• _Yang Diharapkan_: Kutip ulang seluruh teks tentang pemekaran kabupaten di selatan Jawa Barat tanpa mengubah satu kata atau tanda baca pun.

• _Teks yang Diberikan_:
(ini tulisan pertama blog ini | di-posting ulang diurutan pertama atas permintaan seseorang)
Pembentukan kabupaten baru boleh jadi merupakan salah satu strategi untuk mempercepat pembangunan daerah-daerah tertinggal di selatan Jawa Barat. Aspirasi itu telah muncul dan diperjuangkan di berbagai tempat. Mulai dari sisi barat di Sukabumi Selatan, sampai ke sisi timur di Ciamis Selatan. Tetapi sampai sejauh ini fakta menunjukan bahwa belum ada satupun kisah sukses keberhasilan pembentukan kabupaten baru di selatan Jabar ini.
Mengapa aspirasi-aspirasi dan perjuangan-perjuangan itu kandas atau terganjal di jalan? Tulisan ini saya buat sebagai sumbangan pemikiran untuk memperkuat cita-cita (visi) dan spirit perjuangan untuk pembangunan daerah di sepanjang pantai selatan Jabar. Tulisan akan saya buat dan muat dalam beberapa bagian, mencuri waktu di sela kegiatan rutinitas tutup tahun.
Memori Safari Pantai Selatan Jabar
Dua sampai empat kali dalam setahun sudah pasti saya pulang kampung ke tanah leluhur Cikembulan, Sidamulih. Dalam lima tahun terakhir saya menyaksikan dinamika politik yang terjadi di pakidulan Ciamis, berkenaan dengan wacana, aspirasi dan perjuangan pemisahan Ciamis Selatan sebagai kabupaten tersendiri.
Sejauh yang saya pahami ada dua alasan yang melatarbelakangi muncul dan bergulirnya aspirasi pemekaran Kabupaten Ciamis Selatan. Pertama, adalah alasan ketimpangan pembangunan antara ‘utara-tengah dengan selatan’. Kedua, potensi kekayaan sumberdaya yang dimiliki Ciamis Selatan.

• _Catatan yang Disediakan_:
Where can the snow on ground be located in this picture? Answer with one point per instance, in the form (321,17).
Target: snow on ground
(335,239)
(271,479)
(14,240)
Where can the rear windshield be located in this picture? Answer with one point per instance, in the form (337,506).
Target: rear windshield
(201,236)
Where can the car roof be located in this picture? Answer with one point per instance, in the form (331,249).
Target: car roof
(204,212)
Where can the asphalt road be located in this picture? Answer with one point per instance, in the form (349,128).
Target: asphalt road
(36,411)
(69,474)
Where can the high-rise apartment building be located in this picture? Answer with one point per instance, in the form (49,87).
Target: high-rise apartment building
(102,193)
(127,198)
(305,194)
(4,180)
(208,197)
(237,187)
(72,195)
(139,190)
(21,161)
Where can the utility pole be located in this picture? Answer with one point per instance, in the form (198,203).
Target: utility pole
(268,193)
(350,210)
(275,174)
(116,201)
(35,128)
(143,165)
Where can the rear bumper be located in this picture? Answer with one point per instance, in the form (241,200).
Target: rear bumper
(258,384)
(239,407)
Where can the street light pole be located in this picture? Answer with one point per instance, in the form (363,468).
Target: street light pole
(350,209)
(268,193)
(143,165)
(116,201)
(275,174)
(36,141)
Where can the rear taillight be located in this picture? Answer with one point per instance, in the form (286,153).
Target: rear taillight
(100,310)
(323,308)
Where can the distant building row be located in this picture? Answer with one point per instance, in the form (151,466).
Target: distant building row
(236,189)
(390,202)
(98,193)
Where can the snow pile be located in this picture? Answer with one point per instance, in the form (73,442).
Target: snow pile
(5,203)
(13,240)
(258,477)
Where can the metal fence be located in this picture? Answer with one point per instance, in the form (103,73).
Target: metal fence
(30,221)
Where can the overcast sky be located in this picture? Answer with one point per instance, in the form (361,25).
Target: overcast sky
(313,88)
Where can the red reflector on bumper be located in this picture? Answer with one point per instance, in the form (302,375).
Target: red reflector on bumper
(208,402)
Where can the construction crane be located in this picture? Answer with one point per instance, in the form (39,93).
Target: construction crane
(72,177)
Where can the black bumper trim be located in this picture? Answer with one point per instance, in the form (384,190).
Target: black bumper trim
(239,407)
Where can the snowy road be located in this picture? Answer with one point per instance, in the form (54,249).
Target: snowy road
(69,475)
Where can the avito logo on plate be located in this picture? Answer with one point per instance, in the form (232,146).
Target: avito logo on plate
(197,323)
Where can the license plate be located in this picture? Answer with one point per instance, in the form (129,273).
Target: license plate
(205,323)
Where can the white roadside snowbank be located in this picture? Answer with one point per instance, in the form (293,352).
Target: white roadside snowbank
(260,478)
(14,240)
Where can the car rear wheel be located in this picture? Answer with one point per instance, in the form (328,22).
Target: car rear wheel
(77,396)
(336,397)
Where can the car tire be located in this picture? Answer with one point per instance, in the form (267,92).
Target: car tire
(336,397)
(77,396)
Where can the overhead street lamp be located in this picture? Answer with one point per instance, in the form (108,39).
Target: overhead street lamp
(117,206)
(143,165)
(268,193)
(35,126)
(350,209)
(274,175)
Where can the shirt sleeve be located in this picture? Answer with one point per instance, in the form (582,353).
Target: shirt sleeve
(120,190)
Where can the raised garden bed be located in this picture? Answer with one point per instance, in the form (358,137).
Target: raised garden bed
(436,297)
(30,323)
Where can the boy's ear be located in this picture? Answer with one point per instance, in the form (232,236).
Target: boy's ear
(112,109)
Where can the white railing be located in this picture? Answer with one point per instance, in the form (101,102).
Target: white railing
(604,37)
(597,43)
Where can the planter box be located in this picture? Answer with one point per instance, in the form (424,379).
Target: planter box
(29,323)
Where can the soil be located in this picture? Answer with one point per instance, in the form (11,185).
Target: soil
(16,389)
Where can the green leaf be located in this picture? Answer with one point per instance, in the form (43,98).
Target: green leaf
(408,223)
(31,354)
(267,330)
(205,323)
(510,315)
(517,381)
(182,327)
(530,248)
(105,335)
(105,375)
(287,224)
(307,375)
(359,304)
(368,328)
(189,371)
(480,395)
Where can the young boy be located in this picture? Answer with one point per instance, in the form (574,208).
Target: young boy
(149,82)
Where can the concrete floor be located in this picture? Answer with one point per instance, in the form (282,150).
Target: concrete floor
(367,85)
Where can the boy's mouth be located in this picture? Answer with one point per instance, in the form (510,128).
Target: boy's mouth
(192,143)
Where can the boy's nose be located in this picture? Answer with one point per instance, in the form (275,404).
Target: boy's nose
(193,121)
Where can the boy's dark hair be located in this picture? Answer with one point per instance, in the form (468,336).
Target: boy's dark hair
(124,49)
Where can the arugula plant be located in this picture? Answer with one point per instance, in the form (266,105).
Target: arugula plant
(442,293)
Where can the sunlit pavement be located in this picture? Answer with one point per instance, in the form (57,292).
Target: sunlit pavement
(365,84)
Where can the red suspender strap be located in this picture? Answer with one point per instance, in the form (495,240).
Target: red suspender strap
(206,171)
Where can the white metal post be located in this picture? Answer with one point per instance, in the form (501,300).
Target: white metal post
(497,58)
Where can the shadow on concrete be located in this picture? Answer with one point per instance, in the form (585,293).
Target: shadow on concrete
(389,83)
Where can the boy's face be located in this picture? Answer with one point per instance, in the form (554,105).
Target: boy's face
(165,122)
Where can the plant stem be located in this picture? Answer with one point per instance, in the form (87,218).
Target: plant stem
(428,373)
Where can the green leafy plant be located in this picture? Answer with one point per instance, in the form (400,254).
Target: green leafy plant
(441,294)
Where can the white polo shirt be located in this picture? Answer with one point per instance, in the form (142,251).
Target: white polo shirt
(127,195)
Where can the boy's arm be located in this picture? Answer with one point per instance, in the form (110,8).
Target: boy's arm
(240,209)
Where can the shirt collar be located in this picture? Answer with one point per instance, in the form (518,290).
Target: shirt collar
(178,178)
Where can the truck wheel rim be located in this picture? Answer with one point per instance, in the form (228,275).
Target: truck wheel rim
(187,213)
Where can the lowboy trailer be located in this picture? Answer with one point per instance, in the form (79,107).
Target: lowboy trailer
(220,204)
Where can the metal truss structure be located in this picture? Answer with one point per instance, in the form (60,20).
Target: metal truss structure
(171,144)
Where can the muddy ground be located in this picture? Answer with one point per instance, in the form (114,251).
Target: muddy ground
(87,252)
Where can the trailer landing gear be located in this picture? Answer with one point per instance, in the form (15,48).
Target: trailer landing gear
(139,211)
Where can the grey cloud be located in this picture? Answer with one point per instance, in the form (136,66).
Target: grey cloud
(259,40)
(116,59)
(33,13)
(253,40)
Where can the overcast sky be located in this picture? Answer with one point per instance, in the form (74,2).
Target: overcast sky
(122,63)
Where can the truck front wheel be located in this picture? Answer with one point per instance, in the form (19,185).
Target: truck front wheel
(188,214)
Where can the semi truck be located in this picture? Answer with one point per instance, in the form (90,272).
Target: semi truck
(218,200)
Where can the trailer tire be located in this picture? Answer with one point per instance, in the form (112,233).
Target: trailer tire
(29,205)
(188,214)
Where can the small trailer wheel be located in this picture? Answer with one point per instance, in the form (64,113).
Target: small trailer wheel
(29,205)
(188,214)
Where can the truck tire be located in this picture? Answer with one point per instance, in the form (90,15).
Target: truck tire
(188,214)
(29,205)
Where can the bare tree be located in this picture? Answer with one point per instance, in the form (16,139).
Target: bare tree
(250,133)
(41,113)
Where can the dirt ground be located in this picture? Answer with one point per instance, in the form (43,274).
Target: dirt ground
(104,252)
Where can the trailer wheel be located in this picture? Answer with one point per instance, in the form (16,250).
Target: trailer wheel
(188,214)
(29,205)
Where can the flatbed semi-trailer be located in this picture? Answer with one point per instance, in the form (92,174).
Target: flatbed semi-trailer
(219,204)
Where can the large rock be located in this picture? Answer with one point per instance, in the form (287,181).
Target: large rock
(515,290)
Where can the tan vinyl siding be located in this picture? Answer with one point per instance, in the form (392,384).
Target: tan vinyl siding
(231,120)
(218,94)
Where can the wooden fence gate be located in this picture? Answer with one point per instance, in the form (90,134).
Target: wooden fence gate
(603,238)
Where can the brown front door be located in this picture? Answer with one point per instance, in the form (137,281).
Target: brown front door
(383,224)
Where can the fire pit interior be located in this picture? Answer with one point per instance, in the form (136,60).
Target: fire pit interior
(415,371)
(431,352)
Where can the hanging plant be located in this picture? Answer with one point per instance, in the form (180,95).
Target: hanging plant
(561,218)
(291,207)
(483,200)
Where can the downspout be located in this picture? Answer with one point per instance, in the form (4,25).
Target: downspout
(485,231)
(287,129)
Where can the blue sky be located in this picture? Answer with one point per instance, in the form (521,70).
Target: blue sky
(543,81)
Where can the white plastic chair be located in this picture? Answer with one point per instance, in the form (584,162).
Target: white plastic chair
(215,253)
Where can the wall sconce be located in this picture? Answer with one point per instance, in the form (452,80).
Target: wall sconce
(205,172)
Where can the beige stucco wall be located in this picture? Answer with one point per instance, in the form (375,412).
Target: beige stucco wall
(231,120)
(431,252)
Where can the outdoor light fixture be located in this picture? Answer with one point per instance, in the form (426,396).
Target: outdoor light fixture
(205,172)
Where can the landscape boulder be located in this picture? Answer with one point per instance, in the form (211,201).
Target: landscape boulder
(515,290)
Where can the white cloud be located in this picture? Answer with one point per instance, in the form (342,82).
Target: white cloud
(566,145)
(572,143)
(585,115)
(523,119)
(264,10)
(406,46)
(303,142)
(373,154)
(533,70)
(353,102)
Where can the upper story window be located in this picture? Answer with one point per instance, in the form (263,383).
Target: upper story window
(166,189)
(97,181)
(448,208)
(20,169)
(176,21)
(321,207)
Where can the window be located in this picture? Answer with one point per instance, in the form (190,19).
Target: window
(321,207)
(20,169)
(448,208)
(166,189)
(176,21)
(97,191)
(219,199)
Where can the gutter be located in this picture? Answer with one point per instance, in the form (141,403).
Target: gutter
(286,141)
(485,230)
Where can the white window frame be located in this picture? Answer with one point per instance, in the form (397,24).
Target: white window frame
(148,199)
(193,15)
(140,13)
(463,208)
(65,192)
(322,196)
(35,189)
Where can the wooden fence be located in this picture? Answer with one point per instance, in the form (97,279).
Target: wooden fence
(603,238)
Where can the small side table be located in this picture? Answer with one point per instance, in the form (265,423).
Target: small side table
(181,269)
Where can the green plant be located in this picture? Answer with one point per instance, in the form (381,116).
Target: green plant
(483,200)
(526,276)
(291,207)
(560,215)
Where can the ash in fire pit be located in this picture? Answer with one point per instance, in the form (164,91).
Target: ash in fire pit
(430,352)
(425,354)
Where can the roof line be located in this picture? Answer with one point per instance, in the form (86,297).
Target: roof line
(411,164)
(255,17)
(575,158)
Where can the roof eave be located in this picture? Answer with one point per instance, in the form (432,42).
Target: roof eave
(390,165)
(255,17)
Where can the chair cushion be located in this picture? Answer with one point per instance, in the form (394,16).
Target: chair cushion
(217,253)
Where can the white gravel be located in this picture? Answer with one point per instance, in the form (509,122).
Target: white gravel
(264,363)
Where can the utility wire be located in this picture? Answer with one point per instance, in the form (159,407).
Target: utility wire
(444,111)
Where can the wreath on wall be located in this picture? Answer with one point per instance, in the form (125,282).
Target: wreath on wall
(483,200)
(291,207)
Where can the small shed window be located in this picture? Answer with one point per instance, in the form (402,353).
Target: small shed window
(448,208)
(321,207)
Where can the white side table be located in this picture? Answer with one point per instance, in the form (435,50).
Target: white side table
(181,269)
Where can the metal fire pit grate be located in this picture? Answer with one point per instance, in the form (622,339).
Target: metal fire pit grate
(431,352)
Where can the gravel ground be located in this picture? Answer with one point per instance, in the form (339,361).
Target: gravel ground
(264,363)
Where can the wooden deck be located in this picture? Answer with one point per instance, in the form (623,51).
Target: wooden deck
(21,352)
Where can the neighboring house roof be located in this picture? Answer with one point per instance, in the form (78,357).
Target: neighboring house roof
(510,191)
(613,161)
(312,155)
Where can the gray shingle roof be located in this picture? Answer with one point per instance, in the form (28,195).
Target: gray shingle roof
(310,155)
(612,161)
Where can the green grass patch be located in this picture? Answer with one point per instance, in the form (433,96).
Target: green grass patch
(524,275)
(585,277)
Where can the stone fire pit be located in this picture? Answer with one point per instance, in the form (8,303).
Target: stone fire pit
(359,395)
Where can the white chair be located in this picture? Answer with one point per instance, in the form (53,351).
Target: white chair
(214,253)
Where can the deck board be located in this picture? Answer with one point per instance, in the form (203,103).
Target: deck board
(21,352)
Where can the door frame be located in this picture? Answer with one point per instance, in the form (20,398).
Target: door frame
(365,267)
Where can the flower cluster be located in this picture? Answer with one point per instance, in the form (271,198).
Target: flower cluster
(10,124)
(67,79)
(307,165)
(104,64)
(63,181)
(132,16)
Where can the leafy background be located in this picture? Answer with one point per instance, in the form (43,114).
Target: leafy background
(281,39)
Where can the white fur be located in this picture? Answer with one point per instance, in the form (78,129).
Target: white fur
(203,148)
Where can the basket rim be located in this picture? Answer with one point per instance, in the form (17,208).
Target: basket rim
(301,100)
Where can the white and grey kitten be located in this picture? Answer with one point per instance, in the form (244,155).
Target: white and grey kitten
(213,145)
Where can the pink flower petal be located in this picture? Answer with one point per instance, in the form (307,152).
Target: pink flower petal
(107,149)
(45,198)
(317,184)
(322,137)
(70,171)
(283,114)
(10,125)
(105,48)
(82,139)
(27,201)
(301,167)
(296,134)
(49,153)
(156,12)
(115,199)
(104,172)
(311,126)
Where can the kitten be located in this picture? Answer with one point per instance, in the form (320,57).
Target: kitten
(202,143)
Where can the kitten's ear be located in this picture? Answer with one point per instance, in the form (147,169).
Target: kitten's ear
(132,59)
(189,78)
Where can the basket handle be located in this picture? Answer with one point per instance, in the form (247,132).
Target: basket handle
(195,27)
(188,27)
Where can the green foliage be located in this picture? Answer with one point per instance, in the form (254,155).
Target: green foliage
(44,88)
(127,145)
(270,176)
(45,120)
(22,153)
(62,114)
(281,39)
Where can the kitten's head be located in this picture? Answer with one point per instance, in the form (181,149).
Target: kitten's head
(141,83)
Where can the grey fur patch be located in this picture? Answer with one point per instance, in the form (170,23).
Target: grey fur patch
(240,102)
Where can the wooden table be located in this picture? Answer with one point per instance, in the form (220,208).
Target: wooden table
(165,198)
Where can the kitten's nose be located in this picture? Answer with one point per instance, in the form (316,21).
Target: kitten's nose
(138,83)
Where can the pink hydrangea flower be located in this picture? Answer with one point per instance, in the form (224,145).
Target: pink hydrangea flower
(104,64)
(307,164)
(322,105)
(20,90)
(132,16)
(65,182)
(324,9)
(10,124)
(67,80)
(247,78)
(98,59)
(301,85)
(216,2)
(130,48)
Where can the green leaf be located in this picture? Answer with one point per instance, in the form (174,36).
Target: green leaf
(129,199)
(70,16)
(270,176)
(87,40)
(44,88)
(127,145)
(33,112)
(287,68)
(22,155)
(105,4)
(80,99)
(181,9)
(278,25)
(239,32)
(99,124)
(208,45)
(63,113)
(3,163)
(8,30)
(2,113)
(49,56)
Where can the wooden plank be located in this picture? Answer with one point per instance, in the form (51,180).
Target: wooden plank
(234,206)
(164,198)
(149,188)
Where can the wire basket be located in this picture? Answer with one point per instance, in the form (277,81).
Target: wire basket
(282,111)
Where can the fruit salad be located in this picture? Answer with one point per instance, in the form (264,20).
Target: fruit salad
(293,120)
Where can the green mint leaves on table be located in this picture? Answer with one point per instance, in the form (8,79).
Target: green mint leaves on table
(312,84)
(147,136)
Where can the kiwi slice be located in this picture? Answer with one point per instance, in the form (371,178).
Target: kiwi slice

• _Jawaban Tertulis_:
(ini tulisan pertama blog ini | di-posting ulang diurutan pertama atas permintaan seseorang)
Pembentukan kabupaten baru boleh jadi merupakan salah satu strategi untuk mempercepat pembangunan daerah-daerah tertinggal di selatan Jawa Barat. Aspirasi itu telah muncul dan diperjuangkan di berbagai tempat. Mulai dari sisi barat di Sukabumi Selatan, sampai ke sisi timur di Ciamis Selatan. Tetapi sampai sejauh ini fakta menunjukan bahwa belum ada satupun kisah sukses keberhasilan pembentukan kabupaten baru di selatan Jabar ini.
Mengapa aspirasi-aspirasi dan perjuangan-perjuangan itu kandas atau terganjal di jalan? Tulisan ini saya buat sebagai sumbangan pemikiran untuk memperkuat cita-cita (visi) dan spirit perjuangan untuk pembangunan daerah di sepanjang pantai selatan Jabar. Tulisan akan saya buat dan muat dalam beberapa bagian, mencuri waktu di sela kegiatan rutinitas tutup tahun.
Memori Safari Pantai Selatan Jabar
Dua sampai empat kali dalam setahun sudah pasti saya pulang kampung ke tanah leluhur Cikembulan, Sidamulih. Dalam lima tahun terakhir saya menyaksikan dinamika politik yang terjadi di pakidulan Ciamis, berkenaan dengan wacana, aspirasi dan perjuangan pemisahan Ciamis Selatan sebagai kabupaten tersendiri.
Sejauh yang saya pahami ada dua alasan yang melatarbelakangi muncul dan bergulirnya aspirasi pemekaran Kabupaten Ciamis Selatan. Pertama, adalah alasan ketimpangan pembangunan antara ‘utara-tengah dengan selatan’. Kedua, potensi kekayaan sumberdaya yang dimiliki Ciamis Selatan.